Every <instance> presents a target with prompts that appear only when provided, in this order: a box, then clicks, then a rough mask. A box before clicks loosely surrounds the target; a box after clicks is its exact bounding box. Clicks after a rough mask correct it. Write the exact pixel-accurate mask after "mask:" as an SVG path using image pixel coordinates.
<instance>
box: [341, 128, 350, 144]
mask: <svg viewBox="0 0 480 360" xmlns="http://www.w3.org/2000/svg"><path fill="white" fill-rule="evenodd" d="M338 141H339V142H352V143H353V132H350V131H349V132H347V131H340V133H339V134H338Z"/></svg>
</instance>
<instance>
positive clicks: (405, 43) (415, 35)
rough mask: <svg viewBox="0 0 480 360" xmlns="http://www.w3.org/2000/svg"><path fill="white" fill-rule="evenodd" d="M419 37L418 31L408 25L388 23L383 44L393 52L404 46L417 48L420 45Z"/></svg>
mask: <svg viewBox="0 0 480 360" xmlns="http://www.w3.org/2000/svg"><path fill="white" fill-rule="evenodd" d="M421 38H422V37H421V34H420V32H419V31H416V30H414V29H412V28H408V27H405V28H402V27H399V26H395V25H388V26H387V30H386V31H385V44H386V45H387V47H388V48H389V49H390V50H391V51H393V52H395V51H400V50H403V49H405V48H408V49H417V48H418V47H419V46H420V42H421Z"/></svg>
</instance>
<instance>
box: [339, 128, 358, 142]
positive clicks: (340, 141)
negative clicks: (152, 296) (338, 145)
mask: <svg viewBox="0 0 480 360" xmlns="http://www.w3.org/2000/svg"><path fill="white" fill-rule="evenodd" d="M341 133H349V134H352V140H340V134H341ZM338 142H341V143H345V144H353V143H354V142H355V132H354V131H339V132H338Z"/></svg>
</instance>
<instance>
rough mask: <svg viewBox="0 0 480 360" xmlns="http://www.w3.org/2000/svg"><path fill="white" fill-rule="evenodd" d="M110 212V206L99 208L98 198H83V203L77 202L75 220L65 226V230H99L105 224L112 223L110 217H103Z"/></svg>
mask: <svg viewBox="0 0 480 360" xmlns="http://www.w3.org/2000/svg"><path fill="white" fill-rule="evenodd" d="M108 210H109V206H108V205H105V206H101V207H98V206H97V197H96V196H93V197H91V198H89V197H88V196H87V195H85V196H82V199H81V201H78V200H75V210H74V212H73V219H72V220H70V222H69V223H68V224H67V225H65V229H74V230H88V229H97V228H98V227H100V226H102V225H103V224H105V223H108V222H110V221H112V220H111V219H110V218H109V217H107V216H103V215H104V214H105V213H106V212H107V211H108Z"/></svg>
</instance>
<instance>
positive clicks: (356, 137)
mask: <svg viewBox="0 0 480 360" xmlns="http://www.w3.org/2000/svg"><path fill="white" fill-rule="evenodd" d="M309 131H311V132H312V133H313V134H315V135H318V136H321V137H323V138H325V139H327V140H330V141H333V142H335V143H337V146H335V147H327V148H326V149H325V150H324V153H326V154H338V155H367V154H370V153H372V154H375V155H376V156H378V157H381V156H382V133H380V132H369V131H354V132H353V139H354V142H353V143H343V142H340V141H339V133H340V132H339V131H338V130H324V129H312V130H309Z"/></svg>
------------
◆ **Instrução**
Copie todas as linhas do material acima, do começo ao fim, sem mudar nada.

◆ **Solução**
Every <instance> presents a target with prompts that appear only when provided, in this order: a box, then clicks, then a rough mask. A box before clicks loosely surrounds the target; a box after clicks is its exact bounding box. Clicks after a rough mask correct it. Write the exact pixel-accurate mask after "mask:" as an SVG path using image pixel coordinates.
<instance>
box: [341, 128, 350, 144]
mask: <svg viewBox="0 0 480 360" xmlns="http://www.w3.org/2000/svg"><path fill="white" fill-rule="evenodd" d="M338 141H339V142H352V143H353V132H350V131H349V132H347V131H340V133H339V134H338Z"/></svg>
</instance>
<instance>
positive clicks: (405, 43) (415, 35)
rough mask: <svg viewBox="0 0 480 360" xmlns="http://www.w3.org/2000/svg"><path fill="white" fill-rule="evenodd" d="M419 37L418 31L408 25L388 23L383 44L393 52L404 46L417 48L420 45Z"/></svg>
mask: <svg viewBox="0 0 480 360" xmlns="http://www.w3.org/2000/svg"><path fill="white" fill-rule="evenodd" d="M421 38H422V37H421V34H420V32H419V31H416V30H414V29H412V28H408V27H405V28H402V27H399V26H395V25H388V26H387V30H386V31H385V44H386V45H387V47H388V48H389V49H390V50H391V51H393V52H395V51H400V50H403V49H405V48H408V49H417V48H418V47H419V46H420V42H421Z"/></svg>
</instance>
<instance>
box: [339, 128, 358, 142]
positive clicks: (340, 141)
negative clicks: (152, 296) (338, 145)
mask: <svg viewBox="0 0 480 360" xmlns="http://www.w3.org/2000/svg"><path fill="white" fill-rule="evenodd" d="M341 133H349V134H352V140H340V134H341ZM338 142H341V143H345V144H353V143H354V142H355V132H354V131H339V132H338Z"/></svg>
</instance>
<instance>
rough mask: <svg viewBox="0 0 480 360" xmlns="http://www.w3.org/2000/svg"><path fill="white" fill-rule="evenodd" d="M110 212V206L99 208L98 198H83V203L77 202L75 220L65 226V230H99L105 224L112 223L110 217H103Z"/></svg>
mask: <svg viewBox="0 0 480 360" xmlns="http://www.w3.org/2000/svg"><path fill="white" fill-rule="evenodd" d="M108 210H109V206H108V205H105V206H101V207H98V206H97V197H96V196H93V197H91V198H89V197H88V196H87V195H85V196H82V199H81V201H78V200H75V210H74V212H73V219H72V220H70V222H69V223H68V224H67V225H65V229H74V230H88V229H97V228H98V227H100V226H102V225H103V224H105V223H108V222H110V221H112V220H111V219H110V218H109V217H107V216H103V215H104V214H105V213H106V212H107V211H108Z"/></svg>
</instance>
<instance>
positive clicks: (356, 137)
mask: <svg viewBox="0 0 480 360" xmlns="http://www.w3.org/2000/svg"><path fill="white" fill-rule="evenodd" d="M309 131H311V132H312V133H313V134H315V135H318V136H321V137H323V138H325V139H327V140H330V141H333V142H335V143H337V146H335V147H327V148H326V149H325V150H324V153H326V154H338V155H367V154H370V153H372V154H375V155H376V156H378V157H381V156H382V133H380V132H369V131H354V132H353V139H354V142H353V143H343V142H340V141H339V133H340V132H339V131H338V130H324V129H312V130H309Z"/></svg>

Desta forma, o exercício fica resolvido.